Study text:
● ● ● ● ● ● ●

At the same time, it is stepping up its commitment to the war, while still claiming that it is not engaged in “offensive” operations against Iran, just “defensive” measures to support the Gulf states, which are hosting US forces. No such distinction exists. The Gulf States are directly contributing to the US-Israeli bombardment and preparing to possibly enter the war directly themselves.
The six Gulf Cooperation Council states—Saudi Arabia, the UAE, Qatar, Kuwait, Bahrain, and Oman—have all allowed the US and Israel to use their airspace and military installations, just as they had during the invasion of Iraq in 2003. This includes the UAE base, as well as Saudi Arabia’s Prince Sultan Air Base, which hosts US refuelling planes and offensive actions, and the US has fired ballistic missiles at Iran from Bahrain.
A pamphlet by Keith Jones
Last week, the Gulf states and Jordan jointly condemned what they called Iran’s “criminal” attacks on their energy infrastructure and declared their right to act in “self-defence” under Article 51 of the United Nations Charter. The statement signalled their impending intervention as open belligerents in the criminal and illegal war against Iran.
Under these conditions, the Labor government is also preparing plans to join European powers and other governments in military operations to confront Iranian forces in the Strait of Hormuz. The Australian, a Murdoch media flagship, reported today that Australian military officials will meet with counterparts from around the world next week to devise such a plan.
The talks were set down by a UK-chaired meeting of more than 40 countries last week that accused Iran of attempting to “hold the global economy hostage” by closing the strait to seek to defend itself against Washington’s devastating attacks.

● ● ● ● ● ● ●

Input data:

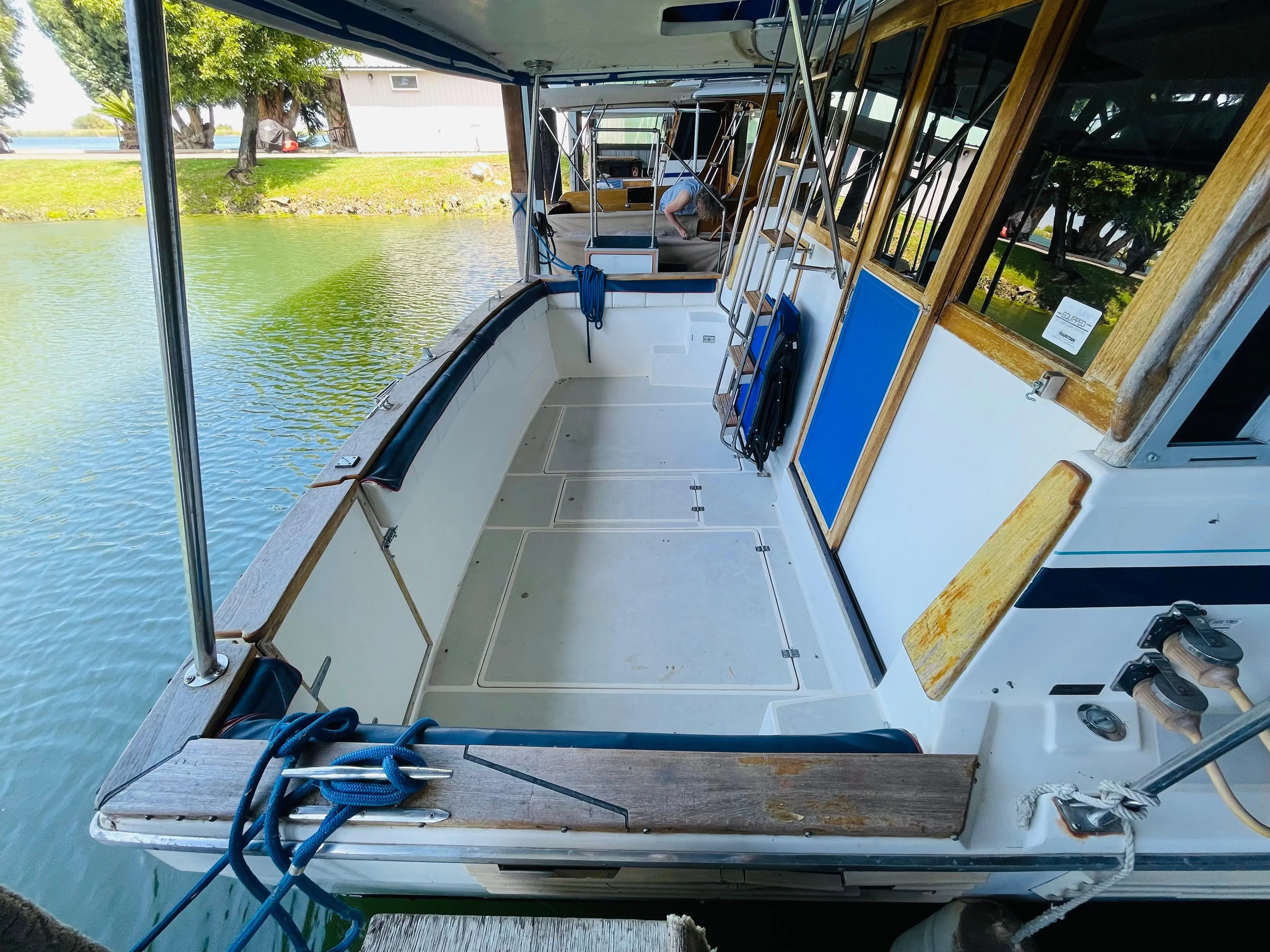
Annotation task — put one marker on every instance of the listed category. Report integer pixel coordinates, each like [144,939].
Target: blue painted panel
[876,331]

● ● ● ● ● ● ●

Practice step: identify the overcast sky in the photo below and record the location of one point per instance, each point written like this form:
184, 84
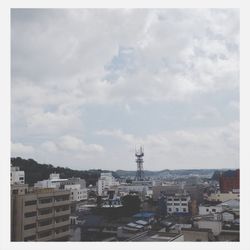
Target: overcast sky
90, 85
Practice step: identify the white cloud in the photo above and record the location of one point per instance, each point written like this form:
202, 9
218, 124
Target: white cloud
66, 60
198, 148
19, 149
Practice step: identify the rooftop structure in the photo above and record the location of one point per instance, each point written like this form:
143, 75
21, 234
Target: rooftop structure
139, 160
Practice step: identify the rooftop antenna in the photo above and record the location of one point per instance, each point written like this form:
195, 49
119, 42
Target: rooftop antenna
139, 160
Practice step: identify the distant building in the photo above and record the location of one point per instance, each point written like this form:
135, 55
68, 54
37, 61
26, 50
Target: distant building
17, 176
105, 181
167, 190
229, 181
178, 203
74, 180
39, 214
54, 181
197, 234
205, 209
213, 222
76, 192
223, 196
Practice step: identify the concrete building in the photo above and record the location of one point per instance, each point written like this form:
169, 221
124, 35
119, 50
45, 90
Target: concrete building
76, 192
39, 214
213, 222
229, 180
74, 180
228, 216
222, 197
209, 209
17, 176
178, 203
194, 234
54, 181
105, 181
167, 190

● ● ● ● ● ● ●

Tasks:
[1] Name the Gulf Cooperation Council states that the passage on the war against Iran lists.
[2] Resume the passage on the war against Iran, picking up right after its final sentence.

Answers to the tasks:
[1] Saudi Arabia, the UAE, Qatar, Kuwait, Bahrain, and Oman.

[2]
Foreign Minister Penny Wong joined the UK-led videoconference, pledging support to end “Iran’s de facto closure of the strait,” while still pretending that Australia would take no part in any offensive action against Iran.
Britain’s Defence Ministry said a multilateral meeting of military planners would take place in the UK “to discuss viable options to make the Strait of Hormuz accessible and safe for navigation.” An Albanese government source told the Australian that officials based in Brussels were likely to attend the talks on Australia’s behalf.
In his doorstop comments yesterday, Marles again denied, as Albanese has done repeatedly, receiving any US requests for greater involvement in the war. Nevertheless, he doubled down on the Labor government’s commitment to the US military alliance.
“The alliance with the United States goes back a very long way and is enduring, and it’s as important today as it has ever been,” Marles stated. “And I’m very clear about that, and the government is very clear about that. We engage with the United States in so many different ways and very much in respect of our national security. And that continues to be profoundly important.”
This underscores Labor’s readiness, on behalf of the Australian ruling capitalist class, to back the US offensive to secure control over the resource-rich and strategic Middle East, regardless of the blatant war crimes involved, as part of Washington’s drive for the global hegemony it asserted after World War II, particularly against China, as well as its European imperialist rivals.
Labor is doing so in defiance of the popular opposition to the war, which is growing because of sky-rocketing prices for fuel, food and other essentials, intensifying a cost-of-living crisis for working-class households, and the allocation of hundreds of billions of dollars to AUKUS and other preparations, at the expense of public health, education, disability and other essential social spending.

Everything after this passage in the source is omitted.